#### [Conjunto de tareas]
1. Renombre "Visual Basic" como "VB.NET" en el hilo sobre Basic4Android y transcriba el tramo que va desde "Si estas buscando" hasta "2.2 de Android)", ambos incluidos.
2. Enumere los requisitos para usar Basic4Android que se indican en el hilo sobre Basic4Android.

# Hablando de Basic4Android



## LaElectronicaMeOdia (Dic 10, 2013)

abro este tema para quienes empezamos en el mundo del Androide, y bueno para los que no lo conozcan pongo un minitutorial:


Si estas buscando un IDE para desarrollar aplicaciones en Android sin tener que usar Java estas de enhorabuena, ya que Basic4Android te permite programar las mismas en lenguaje Visual Basic. Con Basic4Android (También llamado B4A) podrás crear aplicaciones nativas para Android (APK), para tu disfrute o incluso subirlas a Android Market.

Los requisitos para usar Basic4Android / B4A son los siguientes:
.Net Framework 2.0 o superior
Java 6 JDK para Windows x86 (Aunque uses windows x64 tienes que instalar la versión x86)
Android SDK (Una vez instalado, tenéis que instalar la API 8, que corresponde con la versión 2.2 de Android)

También se recomienda instalar el controlador USB para utilizar un terminal Android en el caso que no tuviéramos driver. aunque desde Basic4Android / B4A tenemos una aplicación llamada B4A-Bridge, en la que una vez instalada en nuestro móvil, podemos ver el desarrollo de la aplicación en el, pudiendo también utilizar el AVD (Android Virtual Devices).

Una vez instalado todo correctamente (Incluido Basic4Android / B4A) tan solo queda configurar las rutas de acceso en el programa al SDK de Java y de Android.

Completado este último paso, ya estaremos listos para crear nuestra primera aplicación Android escribiendo en Visual Basic.



quienes esten interesados en el tema seria muy util sus comentarios, sugerencias y aportaciones.


----------



## arrivaellobo (Dic 10, 2013)

Que curioso que justo ayer descubrí yo éste IDE, y ahora lo publicas 
Me sumo a la causa, que quiero aprender. Empecé hace un tiempo a aprender Java y programación Android, pero se me hacía bastante complejo y lo abandoné, en un futuro retomaré ese camino. Pero de momento me viene bien aprender con éste IDE, así además refresco conocimientos olvidados de Visual Basic.

Un abrazo!


----------



## Scooter (Dic 10, 2013)

Yo usé basic4ppc, hice unas cuantas aplicaciones para WM y empecé con basic4android.
No lo recomiendo, es un galimatías, no es un basic y ya está, es limitado, propietario y de pago. Por poco esfuerzo mas te metes con el sdk de Android.
Venden la moto que es como VB pero ni se le acerca.


----------



## LaElectronicaMeOdia (Dic 10, 2013)

> Por poco esfuerzo mas te metes con el sdk de Android.

#### [Información registrada]

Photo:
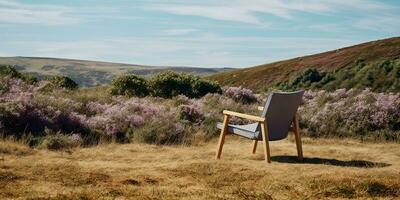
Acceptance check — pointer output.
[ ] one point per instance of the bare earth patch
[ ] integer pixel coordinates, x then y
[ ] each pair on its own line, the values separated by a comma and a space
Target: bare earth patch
332, 169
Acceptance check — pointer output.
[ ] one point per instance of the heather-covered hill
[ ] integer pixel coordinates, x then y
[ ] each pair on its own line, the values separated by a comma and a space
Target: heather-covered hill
92, 73
375, 55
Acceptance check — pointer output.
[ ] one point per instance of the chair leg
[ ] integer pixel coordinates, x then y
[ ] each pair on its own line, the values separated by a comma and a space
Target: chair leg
264, 131
222, 137
298, 138
255, 146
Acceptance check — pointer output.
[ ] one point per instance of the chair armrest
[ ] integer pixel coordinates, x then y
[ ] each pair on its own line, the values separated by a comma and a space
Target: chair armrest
245, 116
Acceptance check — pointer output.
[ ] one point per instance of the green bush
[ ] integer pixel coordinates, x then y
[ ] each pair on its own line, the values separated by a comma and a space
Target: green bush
169, 84
7, 70
10, 71
63, 82
130, 85
379, 76
201, 87
28, 78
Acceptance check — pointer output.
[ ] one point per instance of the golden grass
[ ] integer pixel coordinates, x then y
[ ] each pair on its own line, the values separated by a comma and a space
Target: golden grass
331, 169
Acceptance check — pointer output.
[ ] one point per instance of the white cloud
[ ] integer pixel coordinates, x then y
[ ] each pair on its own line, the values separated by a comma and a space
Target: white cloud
246, 11
177, 32
379, 23
15, 12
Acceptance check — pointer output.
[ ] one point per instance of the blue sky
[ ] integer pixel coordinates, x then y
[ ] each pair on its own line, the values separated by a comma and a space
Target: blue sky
207, 33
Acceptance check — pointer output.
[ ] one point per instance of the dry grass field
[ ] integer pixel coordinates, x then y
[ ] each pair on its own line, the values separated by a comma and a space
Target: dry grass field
332, 169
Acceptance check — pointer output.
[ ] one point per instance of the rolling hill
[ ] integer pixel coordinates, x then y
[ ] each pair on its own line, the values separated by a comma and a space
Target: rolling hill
92, 73
344, 59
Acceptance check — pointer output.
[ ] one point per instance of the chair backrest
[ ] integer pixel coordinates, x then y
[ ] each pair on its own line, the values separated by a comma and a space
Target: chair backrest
279, 110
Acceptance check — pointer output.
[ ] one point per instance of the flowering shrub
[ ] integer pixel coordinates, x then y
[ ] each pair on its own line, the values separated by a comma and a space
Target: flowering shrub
26, 109
190, 113
240, 94
351, 113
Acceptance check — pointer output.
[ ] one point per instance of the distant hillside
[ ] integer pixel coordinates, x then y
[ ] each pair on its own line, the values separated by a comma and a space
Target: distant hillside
339, 65
91, 73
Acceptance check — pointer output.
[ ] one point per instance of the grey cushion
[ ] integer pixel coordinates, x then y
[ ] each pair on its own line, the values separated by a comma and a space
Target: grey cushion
279, 109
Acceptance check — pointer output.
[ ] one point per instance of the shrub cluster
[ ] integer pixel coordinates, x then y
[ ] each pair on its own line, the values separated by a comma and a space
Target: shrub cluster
63, 82
167, 84
240, 94
130, 85
359, 75
94, 115
352, 113
11, 72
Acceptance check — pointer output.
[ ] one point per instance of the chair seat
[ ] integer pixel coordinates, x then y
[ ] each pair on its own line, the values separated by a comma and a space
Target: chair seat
248, 131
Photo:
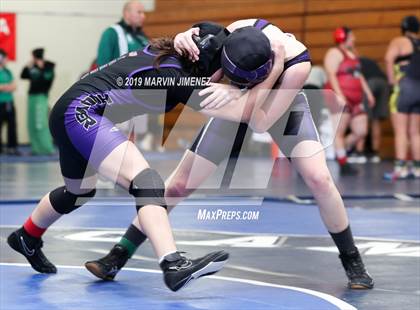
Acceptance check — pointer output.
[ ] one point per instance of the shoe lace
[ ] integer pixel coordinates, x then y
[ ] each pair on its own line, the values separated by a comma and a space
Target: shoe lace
183, 261
357, 266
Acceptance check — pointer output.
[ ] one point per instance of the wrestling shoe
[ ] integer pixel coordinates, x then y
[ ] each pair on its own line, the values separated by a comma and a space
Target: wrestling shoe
30, 247
356, 272
178, 271
107, 267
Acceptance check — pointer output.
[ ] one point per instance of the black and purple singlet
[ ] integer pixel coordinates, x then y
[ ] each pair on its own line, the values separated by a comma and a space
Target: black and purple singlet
83, 119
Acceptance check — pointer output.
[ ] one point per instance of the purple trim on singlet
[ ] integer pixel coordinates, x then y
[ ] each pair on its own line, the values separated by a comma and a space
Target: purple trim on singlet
94, 135
261, 23
96, 142
302, 57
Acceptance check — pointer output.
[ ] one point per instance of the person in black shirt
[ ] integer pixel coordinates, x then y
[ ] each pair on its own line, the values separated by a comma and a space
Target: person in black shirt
153, 80
378, 83
40, 73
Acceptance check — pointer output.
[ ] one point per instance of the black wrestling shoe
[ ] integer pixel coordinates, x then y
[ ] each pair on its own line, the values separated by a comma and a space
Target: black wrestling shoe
178, 271
30, 247
107, 267
348, 170
356, 272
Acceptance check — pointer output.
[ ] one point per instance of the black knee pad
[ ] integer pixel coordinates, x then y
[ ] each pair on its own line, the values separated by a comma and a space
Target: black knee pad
65, 202
148, 188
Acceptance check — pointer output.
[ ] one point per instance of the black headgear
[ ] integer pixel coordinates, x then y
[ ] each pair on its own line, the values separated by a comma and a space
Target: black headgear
210, 42
247, 58
410, 23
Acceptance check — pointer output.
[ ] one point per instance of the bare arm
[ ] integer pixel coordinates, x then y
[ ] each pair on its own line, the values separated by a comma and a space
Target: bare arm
332, 61
368, 91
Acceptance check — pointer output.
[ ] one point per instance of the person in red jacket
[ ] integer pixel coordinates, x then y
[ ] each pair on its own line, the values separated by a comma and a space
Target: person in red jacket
346, 80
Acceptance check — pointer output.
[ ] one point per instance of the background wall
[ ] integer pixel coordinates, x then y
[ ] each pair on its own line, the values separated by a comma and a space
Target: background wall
70, 30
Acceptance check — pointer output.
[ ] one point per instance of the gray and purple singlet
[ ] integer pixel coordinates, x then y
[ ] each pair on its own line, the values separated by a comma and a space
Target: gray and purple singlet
83, 120
219, 138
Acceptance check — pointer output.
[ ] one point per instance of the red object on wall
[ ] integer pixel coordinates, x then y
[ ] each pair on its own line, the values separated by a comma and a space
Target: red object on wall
8, 34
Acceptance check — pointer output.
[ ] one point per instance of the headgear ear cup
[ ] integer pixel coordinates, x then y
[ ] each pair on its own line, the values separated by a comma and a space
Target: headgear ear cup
410, 23
340, 35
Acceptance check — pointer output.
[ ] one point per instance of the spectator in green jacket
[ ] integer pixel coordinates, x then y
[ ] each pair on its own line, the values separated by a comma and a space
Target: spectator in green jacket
125, 36
40, 73
7, 108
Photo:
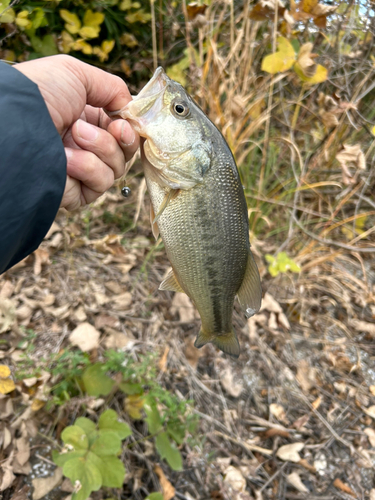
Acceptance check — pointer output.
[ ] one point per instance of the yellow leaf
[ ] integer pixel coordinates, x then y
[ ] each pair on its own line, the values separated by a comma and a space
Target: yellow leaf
67, 42
37, 404
309, 5
8, 16
108, 45
320, 75
85, 47
89, 31
4, 371
6, 385
93, 18
73, 24
133, 406
22, 19
128, 39
282, 60
103, 51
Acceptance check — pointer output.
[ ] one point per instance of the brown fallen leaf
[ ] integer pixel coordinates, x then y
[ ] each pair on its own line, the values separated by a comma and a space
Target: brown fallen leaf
295, 480
7, 469
43, 485
6, 383
315, 404
337, 483
85, 336
233, 388
289, 452
305, 375
233, 477
168, 490
7, 290
118, 340
370, 433
370, 411
41, 256
163, 360
352, 160
122, 301
7, 314
277, 411
192, 353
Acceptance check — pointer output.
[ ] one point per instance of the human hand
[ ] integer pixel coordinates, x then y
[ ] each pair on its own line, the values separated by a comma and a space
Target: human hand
97, 148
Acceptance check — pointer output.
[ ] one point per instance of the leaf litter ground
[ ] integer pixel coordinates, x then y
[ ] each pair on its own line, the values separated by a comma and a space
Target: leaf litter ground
292, 418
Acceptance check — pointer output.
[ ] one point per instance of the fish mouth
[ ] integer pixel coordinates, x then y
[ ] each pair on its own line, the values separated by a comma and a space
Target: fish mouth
147, 103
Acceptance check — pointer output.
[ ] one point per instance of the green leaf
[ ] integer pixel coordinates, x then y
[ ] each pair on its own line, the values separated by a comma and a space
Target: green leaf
61, 458
130, 388
76, 437
89, 427
107, 443
177, 431
111, 469
153, 418
45, 46
93, 18
87, 473
281, 264
109, 420
96, 382
73, 24
168, 451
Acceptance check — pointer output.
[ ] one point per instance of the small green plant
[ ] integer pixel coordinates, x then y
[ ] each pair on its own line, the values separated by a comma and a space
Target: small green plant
90, 455
281, 264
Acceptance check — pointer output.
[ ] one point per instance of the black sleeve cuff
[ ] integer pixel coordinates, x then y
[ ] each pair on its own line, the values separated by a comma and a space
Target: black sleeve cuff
32, 167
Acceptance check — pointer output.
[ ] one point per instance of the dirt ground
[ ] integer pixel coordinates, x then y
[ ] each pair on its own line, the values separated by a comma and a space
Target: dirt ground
292, 418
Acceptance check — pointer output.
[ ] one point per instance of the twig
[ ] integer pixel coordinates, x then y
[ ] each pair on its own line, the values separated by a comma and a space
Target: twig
246, 446
334, 243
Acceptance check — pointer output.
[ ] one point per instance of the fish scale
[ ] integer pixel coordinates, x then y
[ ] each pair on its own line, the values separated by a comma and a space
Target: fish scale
200, 208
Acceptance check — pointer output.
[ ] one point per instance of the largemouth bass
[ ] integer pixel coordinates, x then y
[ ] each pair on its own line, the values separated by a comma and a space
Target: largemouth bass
198, 206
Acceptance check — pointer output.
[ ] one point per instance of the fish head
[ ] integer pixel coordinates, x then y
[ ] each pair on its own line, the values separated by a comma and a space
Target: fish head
177, 132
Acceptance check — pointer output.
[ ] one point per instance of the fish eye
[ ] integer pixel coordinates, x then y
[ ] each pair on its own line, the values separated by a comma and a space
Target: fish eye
180, 109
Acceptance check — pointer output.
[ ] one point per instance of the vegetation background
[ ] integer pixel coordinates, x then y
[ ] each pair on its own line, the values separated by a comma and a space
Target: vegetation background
86, 337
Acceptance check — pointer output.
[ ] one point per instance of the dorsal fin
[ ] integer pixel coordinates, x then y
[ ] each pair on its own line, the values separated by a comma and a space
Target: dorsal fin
170, 283
250, 292
154, 226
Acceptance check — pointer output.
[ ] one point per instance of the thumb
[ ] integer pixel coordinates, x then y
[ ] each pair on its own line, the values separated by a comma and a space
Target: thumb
103, 90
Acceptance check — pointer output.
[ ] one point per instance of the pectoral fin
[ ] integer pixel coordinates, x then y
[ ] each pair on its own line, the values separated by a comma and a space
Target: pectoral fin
167, 198
179, 170
154, 226
170, 283
226, 342
250, 293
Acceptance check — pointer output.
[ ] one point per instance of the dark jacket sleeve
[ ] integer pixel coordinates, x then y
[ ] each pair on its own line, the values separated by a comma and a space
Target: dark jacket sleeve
32, 167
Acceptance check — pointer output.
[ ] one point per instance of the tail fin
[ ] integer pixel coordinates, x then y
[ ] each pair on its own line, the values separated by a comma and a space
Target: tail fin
226, 342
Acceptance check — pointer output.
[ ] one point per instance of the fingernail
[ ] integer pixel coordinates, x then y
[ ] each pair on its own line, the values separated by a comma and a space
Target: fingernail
127, 135
68, 153
86, 131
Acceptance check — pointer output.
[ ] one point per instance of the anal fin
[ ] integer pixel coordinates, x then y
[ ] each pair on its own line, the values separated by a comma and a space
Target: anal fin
226, 342
154, 226
250, 292
170, 283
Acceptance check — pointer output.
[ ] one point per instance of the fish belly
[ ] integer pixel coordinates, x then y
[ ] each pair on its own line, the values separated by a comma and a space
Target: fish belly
205, 233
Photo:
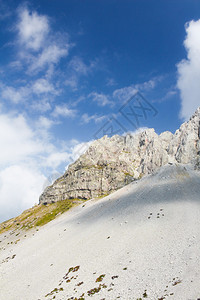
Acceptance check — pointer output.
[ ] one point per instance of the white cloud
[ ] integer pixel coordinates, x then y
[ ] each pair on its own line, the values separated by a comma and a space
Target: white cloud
97, 119
189, 71
14, 95
20, 188
72, 82
123, 94
26, 153
32, 29
41, 86
50, 55
18, 141
101, 99
79, 67
63, 111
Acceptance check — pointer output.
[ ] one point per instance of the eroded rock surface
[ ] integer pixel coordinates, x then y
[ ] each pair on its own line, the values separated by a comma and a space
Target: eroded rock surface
111, 163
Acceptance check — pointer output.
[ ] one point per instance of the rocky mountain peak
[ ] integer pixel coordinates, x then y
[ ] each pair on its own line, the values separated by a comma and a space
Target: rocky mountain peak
111, 163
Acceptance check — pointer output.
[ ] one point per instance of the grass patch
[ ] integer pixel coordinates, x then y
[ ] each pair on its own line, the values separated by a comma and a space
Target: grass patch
39, 215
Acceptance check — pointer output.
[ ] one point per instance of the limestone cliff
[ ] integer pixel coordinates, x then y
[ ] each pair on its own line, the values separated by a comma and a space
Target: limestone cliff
111, 163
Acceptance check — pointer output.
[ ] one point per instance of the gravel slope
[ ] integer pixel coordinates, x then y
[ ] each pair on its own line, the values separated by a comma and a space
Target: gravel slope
144, 238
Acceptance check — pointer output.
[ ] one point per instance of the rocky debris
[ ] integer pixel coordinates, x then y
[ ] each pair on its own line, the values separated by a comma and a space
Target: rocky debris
111, 163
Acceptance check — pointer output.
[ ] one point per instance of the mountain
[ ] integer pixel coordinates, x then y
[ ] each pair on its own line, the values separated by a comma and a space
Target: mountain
140, 242
111, 163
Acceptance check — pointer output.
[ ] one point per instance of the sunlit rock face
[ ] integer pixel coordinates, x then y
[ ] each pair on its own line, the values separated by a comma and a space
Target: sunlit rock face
111, 163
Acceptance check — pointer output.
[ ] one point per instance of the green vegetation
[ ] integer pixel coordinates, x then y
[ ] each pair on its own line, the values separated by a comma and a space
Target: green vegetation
39, 215
102, 196
128, 174
100, 278
59, 208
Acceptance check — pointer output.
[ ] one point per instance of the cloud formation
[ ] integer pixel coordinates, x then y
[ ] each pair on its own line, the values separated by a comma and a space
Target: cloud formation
189, 71
32, 29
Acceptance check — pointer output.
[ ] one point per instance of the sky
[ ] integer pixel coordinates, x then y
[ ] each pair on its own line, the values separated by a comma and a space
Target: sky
72, 71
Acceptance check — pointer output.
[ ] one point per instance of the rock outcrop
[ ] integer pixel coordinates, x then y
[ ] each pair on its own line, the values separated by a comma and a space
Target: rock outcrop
111, 163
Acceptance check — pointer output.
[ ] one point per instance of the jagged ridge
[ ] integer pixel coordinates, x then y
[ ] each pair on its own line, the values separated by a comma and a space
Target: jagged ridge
111, 163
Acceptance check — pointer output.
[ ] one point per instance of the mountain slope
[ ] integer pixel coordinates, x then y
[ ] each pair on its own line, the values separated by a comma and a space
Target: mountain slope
111, 163
144, 238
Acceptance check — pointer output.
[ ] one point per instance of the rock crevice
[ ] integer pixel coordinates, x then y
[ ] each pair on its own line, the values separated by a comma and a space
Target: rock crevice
111, 163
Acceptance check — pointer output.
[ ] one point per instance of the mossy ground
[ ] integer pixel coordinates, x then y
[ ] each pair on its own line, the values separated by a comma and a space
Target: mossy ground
39, 215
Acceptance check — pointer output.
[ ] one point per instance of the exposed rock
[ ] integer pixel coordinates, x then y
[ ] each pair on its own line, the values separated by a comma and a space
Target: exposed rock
111, 163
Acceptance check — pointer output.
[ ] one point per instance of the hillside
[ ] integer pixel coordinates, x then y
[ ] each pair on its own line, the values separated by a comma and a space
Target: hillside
111, 163
141, 241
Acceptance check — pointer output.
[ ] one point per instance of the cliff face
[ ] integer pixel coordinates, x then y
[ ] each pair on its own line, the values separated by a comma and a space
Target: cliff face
111, 163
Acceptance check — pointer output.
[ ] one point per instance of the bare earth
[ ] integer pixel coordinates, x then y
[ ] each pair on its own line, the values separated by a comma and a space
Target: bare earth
142, 241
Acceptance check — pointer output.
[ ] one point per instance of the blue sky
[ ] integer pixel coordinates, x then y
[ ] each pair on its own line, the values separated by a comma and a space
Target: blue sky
67, 67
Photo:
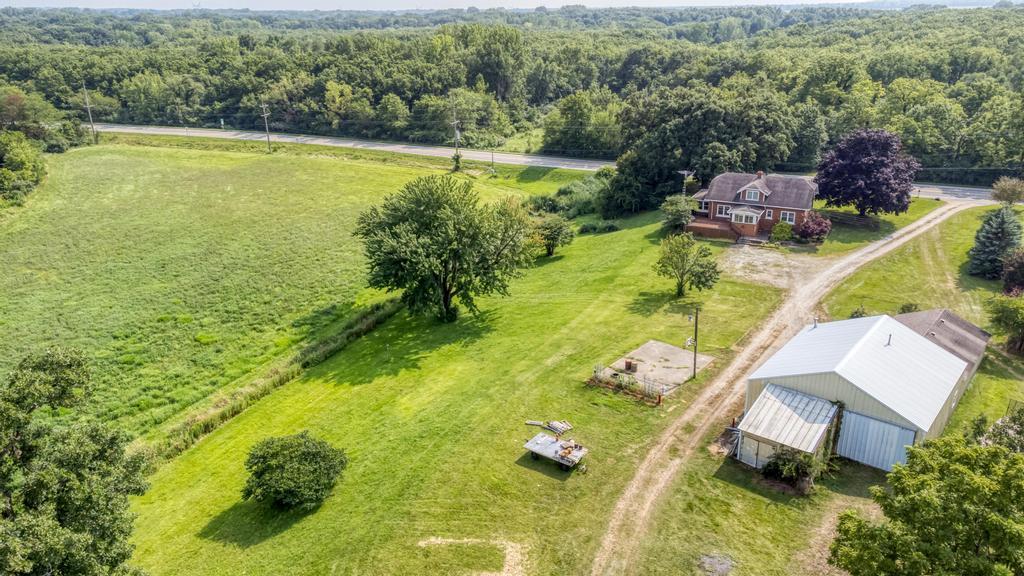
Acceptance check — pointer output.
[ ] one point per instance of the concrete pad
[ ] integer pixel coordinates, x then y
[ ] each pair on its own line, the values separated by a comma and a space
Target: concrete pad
659, 364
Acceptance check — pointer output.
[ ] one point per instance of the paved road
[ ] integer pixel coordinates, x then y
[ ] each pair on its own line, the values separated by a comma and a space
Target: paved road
434, 151
930, 191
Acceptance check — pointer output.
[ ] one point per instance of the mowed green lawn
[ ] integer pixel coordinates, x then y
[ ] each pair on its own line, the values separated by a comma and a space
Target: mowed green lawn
845, 238
932, 273
181, 271
432, 417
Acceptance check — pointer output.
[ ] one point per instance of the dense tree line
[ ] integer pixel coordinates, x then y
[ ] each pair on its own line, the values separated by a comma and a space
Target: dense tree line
714, 88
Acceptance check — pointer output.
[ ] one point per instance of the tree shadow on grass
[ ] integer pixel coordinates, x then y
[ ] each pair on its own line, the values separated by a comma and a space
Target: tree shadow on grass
248, 523
548, 467
852, 479
649, 303
399, 344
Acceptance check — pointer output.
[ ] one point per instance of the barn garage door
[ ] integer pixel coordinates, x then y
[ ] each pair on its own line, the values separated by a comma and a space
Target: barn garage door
872, 442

#### [Respuestas completas]
1.
Si estas buscando un IDE para desarrollar aplicaciones en Android sin tener que usar Java estas de enhorabuena, ya que Basic4Android te permite programar las mismas en lenguaje VB.NET. Con Basic4Android (También llamado B4A) podrás crear aplicaciones nativas para Android (APK), para tu disfrute o incluso subirlas a Android Market.

Los requisitos para usar Basic4Android / B4A son los siguientes:
.Net Framework 2.0 o superior
Java 6 JDK para Windows x86 (Aunque uses windows x64 tienes que instalar la versión x86)
Android SDK (Una vez instalado, tenéis que instalar la API 8, que corresponde con la versión 2.2 de Android)

2.
- .Net Framework 2.0 o superior
- Java 6 JDK para Windows x86 (aunque se use Windows x64, hay que instalar la versión x86)
- Android SDK (una vez instalado, hay que instalar la API 8, que corresponde a la versión 2.2 de Android)